:: Excerpted records

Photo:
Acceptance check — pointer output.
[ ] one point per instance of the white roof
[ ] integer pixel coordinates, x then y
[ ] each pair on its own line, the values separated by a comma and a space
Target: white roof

::::

All lines from the one with "[ ] each pair" through the end of the data must be repeated exactly, and nothing else may be repeated.

Response area:
[ ] each pair on its own line, the values separated by a comma and a space
Target: white roof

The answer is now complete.